*** Supplied material Section Begins ***

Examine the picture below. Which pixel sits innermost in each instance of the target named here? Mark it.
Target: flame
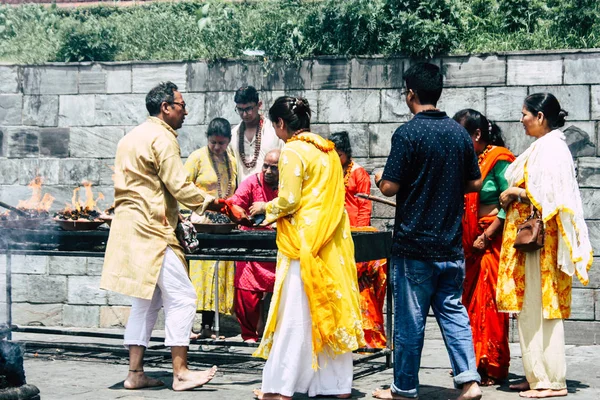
(37, 202)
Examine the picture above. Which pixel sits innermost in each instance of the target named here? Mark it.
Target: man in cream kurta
(143, 257)
(256, 132)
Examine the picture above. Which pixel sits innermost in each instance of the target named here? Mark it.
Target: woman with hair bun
(537, 284)
(482, 223)
(314, 321)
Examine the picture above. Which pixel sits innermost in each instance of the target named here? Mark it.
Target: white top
(269, 141)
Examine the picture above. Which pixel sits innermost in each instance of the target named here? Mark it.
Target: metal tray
(79, 225)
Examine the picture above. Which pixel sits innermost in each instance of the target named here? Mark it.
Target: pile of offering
(212, 222)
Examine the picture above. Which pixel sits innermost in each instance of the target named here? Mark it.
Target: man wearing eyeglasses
(143, 258)
(254, 281)
(254, 137)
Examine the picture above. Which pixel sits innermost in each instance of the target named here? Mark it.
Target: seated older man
(254, 280)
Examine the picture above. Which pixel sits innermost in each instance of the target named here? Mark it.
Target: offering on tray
(79, 215)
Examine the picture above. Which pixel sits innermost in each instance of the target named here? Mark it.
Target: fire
(37, 202)
(79, 209)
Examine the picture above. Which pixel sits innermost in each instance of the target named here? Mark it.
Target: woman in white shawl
(537, 285)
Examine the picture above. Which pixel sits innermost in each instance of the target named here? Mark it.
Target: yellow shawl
(313, 226)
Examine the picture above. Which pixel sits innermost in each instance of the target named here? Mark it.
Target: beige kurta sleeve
(174, 176)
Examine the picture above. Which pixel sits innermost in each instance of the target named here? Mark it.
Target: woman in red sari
(483, 222)
(372, 275)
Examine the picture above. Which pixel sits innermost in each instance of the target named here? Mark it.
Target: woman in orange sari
(372, 275)
(483, 222)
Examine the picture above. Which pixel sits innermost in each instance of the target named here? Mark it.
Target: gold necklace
(481, 157)
(257, 139)
(324, 148)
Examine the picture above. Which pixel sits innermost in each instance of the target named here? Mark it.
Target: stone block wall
(63, 121)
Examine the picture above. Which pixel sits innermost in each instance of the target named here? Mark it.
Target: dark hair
(246, 94)
(161, 93)
(426, 81)
(342, 142)
(549, 106)
(294, 111)
(219, 127)
(473, 120)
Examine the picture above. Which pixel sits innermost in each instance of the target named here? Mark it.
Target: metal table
(234, 246)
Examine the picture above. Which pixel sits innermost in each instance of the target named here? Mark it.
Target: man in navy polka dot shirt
(432, 164)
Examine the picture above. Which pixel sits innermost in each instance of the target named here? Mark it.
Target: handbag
(530, 234)
(187, 236)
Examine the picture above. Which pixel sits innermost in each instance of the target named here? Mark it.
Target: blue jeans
(417, 285)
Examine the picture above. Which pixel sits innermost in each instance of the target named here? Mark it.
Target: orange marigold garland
(329, 146)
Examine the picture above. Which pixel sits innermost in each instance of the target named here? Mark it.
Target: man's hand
(508, 196)
(480, 244)
(258, 207)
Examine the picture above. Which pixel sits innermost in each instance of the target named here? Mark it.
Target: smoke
(12, 373)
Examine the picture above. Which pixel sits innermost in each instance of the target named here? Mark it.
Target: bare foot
(470, 391)
(271, 396)
(520, 386)
(543, 393)
(192, 379)
(387, 394)
(139, 380)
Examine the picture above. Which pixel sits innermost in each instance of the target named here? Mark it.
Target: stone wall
(63, 121)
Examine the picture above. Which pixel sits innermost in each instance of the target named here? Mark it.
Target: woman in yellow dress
(213, 170)
(314, 322)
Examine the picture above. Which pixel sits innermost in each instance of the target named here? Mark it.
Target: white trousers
(176, 293)
(542, 340)
(289, 367)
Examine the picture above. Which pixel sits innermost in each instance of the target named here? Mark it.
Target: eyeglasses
(180, 104)
(243, 111)
(273, 168)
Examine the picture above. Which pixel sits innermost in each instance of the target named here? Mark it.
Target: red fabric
(471, 215)
(247, 311)
(489, 327)
(359, 210)
(372, 276)
(252, 275)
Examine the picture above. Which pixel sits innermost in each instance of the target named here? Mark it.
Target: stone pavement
(96, 370)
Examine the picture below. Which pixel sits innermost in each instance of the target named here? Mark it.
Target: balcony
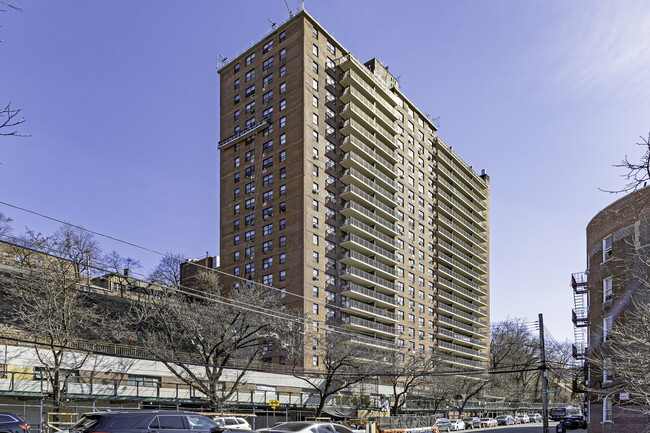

*** Supplied material Section Ends ***

Task objective ->
Every line above is to be reproduced verbatim, and the pictures are to be omitted.

Task output ->
Examine the picture below. Which pixel sits innermost in each instance of the target named here? Mark it.
Target: flame
(37, 202)
Examine the picture above. Which pixel sits innermost in each instance of the target named here? Mark it.
Target: man in cream kurta
(143, 257)
(256, 132)
Examine the picture above. Which pixel sits innermost in each instance of the target named here? Mark it.
Target: woman with hair bun
(537, 284)
(482, 223)
(314, 321)
Examine the picture above. Which pixel sits innermost in each instance of the target named here? Mark it.
Target: white top
(269, 141)
Examine the picture above. Which pixel sits innermost in each instance of the target named here? Mark it.
Target: metal tray
(79, 225)
Examine the picture above. Which pixel sits innermost in each instance of the target named here? Mark it.
Target: pile of offering
(212, 222)
Examine the picture above. Which pixel sits innermost in each instance of the target named here? Mark it.
Target: man wearing eyeglasses
(143, 258)
(254, 281)
(254, 137)
Examine the picture above. Which pixel sits innermost in each instance of the target named here? Mark it.
Target: seated older man
(254, 280)
Examine the picture above. Which pixel sits innermost in each instance of the target named here? Mark it.
Target: offering on tray
(79, 215)
Examine the picture above. Which pixel sits innermost in each instance of the target named here? Mark it.
Target: fire
(37, 202)
(79, 209)
Examine the picture above. Which pixel sits innermost in each instance of the target named here? Mark it.
Target: woman in white shawl
(537, 285)
Examine the picture above. Which pixel sits innermost in each instance of the target named here? Mark it.
Target: yellow shawl
(313, 226)
Examine the picture above. Which pixel sits innermost in each instance of the target named here? Mark it.
Target: beige kurta sleeve
(174, 176)
Examine the picture above. Which pixel sits innermost in each instance of the target named here? Mark it.
Target: woman in red sari
(483, 222)
(372, 275)
Examine the picture above. Which pixel sits innermost in each instance of the target named here? Mark it.
Target: woman in orange sari
(372, 275)
(483, 222)
Examine the picture above. Which pixel sits innermost in each instance of the target named here? Mark it.
Target: gold necklace
(481, 157)
(257, 139)
(324, 148)
Examine the picture above. Which pixel sits innermost in each instance of the target named here? Mark it.
Target: stone block wall
(63, 121)
Examine the picture above. Which pixel sits innermost in each instance of the target named here? Mark it.
Target: dark hair
(246, 94)
(161, 93)
(426, 81)
(342, 142)
(549, 106)
(294, 111)
(219, 127)
(473, 120)
Examine the picture above. Which pixel sits innermost in each instance of the target named here? Mark it.
Target: metal table
(234, 246)
Examine the picture above. Which pixel sits innermost in each instance of the target named here? Mark it.
Target: man in navy polka dot shirt
(432, 164)
Examine the picture above. Which pixel sits innermost in each instance of the target named here? Mark it.
Target: handbag
(530, 234)
(187, 236)
Examine the picture above. Which pixel sits innermost in each instance of the target named here? Mark it.
Target: blue jeans
(417, 285)
Examine the picture above. Which pixel sits innermost in each instance of the target named here? Mark it.
Target: orange marigold garland
(329, 146)
Examine the picture above. Which pixel sits innermost in each instance of the target named here? Mark it.
Target: man's hand
(508, 196)
(480, 244)
(258, 207)
Examine the picture above. Which pixel sits innermost in each instance of the target named here? Mark it.
Target: smoke
(12, 373)
Examine the picture above. Which pixel sits innermost in each instance of the target named here? Mark it.
Target: bare foot
(470, 391)
(271, 396)
(520, 386)
(543, 393)
(192, 379)
(387, 394)
(139, 380)
Examine the picture above. Which pixel sits innermost in each instance of the target named here? Mark it.
Target: stone wall
(63, 121)
Examine the picture above. Which pixel sits innermost in each instance of the target named here? Mark it.
Target: woman in yellow dress
(213, 170)
(314, 322)
Examine the picture above. Which pixel sits innermost in each instance of the target named here? Mark it.
Target: white trousers
(176, 293)
(542, 340)
(289, 367)
Examine the picture above. Which pixel sits innermost in each instance of the target named here? Mark it.
Target: eyeglasses
(180, 104)
(243, 111)
(273, 168)
Examine the picture above. Which pixel sits innermost in each instance of the target named here? Mark it.
Target: red fabric
(471, 215)
(247, 311)
(489, 327)
(359, 210)
(372, 276)
(252, 275)
Examine the picture above. Which pixel sits innermost in each instance of the target named here? Mark it.
Target: stone pavement
(96, 370)
Examine the picture below. Which pixel sits innermost in each instance of the target named here? Mark it.
Target: balcony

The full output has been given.